• _WHAT TO DO_: Return the lines below exactly, starting with the line that contains "Query: city skyline" and stopping after the last line.

• _DATASET_:
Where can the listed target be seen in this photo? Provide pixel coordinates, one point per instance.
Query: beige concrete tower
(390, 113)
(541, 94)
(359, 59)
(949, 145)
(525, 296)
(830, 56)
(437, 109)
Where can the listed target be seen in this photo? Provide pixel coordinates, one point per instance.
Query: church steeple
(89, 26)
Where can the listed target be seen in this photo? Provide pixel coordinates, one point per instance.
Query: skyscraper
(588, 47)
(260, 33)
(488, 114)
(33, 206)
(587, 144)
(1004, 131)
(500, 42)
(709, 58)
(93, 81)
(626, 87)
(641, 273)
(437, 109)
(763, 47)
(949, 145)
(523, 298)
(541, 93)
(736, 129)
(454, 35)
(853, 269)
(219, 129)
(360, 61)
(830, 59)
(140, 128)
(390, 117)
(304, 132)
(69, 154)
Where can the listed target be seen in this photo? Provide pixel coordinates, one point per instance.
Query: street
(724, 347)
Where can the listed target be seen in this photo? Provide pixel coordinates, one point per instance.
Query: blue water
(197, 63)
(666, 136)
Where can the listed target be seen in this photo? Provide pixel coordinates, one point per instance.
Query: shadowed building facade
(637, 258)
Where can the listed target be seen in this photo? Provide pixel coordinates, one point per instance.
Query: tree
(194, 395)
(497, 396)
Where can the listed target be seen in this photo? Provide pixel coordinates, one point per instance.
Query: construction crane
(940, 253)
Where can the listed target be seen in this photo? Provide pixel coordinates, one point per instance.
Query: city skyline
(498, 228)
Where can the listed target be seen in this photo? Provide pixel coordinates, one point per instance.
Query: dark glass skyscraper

• _RESPONSE BELOW_:
Query: city skyline
(498, 228)
Where can the listed target be seen in this photo? Provide pixel coordinates, one point per instance.
Query: dark glass skyscraper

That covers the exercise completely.